▸ Text section
┄┄┄┄┄┄┄┄┄┄┄┄┄┄┄┄┄┄┄┄
Regularly scheduled Board meetings are held on the second and fourth Mondays of each month, beginning with a closed door executive session at 6:00 PM. The Village Board is the governing body of the Village and exercises all powers entrusted to it under Illinois statutes. These include police powers related to the community's health, safety, and welfare.

==Education==
Public school districts serving Morton Grove include:

Elementary school districts:
- East Maine School District 63: Melzer School, Nelson School.
- Golf School District 67: Hynes Elementary School, Golf Middle School.
- Skokie/Morton Grove School District 69: Thomas A. Edison School, Madison School, Lincoln Junior High School.
- Morton Grove School District 70: Park View School.

High school districts:
- Maine Township High School District 207: Maine East High School.
- Niles Township High Schools District 219: Niles North High School and Niles West High School.
┄┄┄┄┄┄┄┄┄┄┄┄┄┄┄┄┄┄┄┄
▸ Given entries
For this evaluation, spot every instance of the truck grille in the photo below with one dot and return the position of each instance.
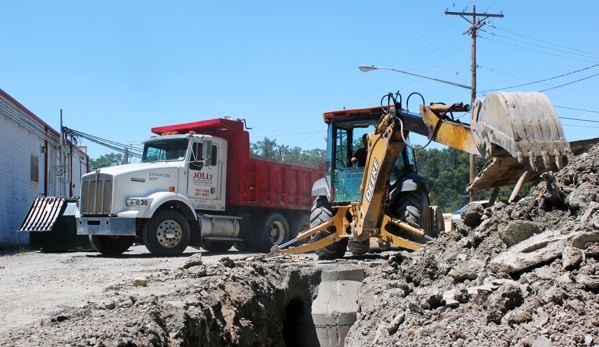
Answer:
(96, 195)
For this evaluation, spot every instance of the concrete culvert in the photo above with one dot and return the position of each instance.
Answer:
(298, 327)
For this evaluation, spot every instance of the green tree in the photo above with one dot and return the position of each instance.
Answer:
(447, 173)
(270, 149)
(107, 160)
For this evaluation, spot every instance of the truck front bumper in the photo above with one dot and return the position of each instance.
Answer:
(114, 226)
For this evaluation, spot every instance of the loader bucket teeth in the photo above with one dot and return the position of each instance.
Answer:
(525, 125)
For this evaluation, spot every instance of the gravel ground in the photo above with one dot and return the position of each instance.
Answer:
(37, 286)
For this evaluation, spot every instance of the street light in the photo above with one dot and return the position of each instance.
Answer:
(366, 68)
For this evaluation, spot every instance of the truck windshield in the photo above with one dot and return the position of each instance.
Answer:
(165, 150)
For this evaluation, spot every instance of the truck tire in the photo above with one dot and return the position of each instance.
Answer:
(166, 234)
(322, 212)
(358, 247)
(299, 224)
(111, 245)
(217, 246)
(413, 208)
(241, 246)
(271, 229)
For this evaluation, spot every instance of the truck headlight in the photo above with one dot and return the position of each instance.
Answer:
(132, 202)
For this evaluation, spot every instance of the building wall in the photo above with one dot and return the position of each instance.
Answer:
(31, 165)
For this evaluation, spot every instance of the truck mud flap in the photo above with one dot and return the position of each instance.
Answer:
(51, 226)
(43, 214)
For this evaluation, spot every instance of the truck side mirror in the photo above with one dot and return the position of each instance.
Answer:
(207, 152)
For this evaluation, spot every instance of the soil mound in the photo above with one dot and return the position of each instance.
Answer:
(525, 274)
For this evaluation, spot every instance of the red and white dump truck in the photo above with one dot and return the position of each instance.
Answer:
(196, 185)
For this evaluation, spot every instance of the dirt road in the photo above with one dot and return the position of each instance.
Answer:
(37, 286)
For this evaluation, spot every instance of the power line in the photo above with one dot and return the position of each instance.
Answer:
(550, 43)
(544, 47)
(565, 84)
(575, 109)
(547, 79)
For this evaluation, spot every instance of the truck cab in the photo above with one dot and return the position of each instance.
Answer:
(196, 185)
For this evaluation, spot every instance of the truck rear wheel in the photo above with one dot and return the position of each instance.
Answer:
(322, 212)
(111, 245)
(271, 229)
(166, 234)
(413, 208)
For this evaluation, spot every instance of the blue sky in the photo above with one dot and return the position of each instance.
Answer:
(118, 68)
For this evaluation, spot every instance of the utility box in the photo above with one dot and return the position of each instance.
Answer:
(51, 226)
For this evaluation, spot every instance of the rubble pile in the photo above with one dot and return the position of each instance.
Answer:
(523, 274)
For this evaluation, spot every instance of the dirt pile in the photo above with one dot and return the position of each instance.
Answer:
(523, 274)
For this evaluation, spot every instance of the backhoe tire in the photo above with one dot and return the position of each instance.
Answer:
(322, 212)
(217, 246)
(111, 245)
(413, 208)
(358, 247)
(166, 234)
(271, 229)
┄┄┄┄┄┄┄┄┄┄┄┄┄┄┄┄┄┄┄┄
▸ Problems to solve
A) Answer these about the Morton Grove text:
(i) On which Mondays are regularly scheduled Board meetings held?
(ii) Which school is listed for Morton Grove School District 70?
(iii) Which high school is listed for Maine Township High School District 207?
B) Return, word for word, the part of the Morton Grove text starting with "- Skokie/Morton Grove" and going on through "West High School.".

▸ Answers below
A)
(i) The second and fourth Mondays of each month.
(ii) Park View School.
(iii) Maine East High School.

B)
- Skokie/Morton Grove School District 69: Thomas A. Edison School, Madison School, Lincoln Junior High School.
- Morton Grove School District 70: Park View School.

High school districts:
- Maine Township High School District 207: Maine East High School.
- Niles Township High Schools District 219: Niles North High School and Niles West High School.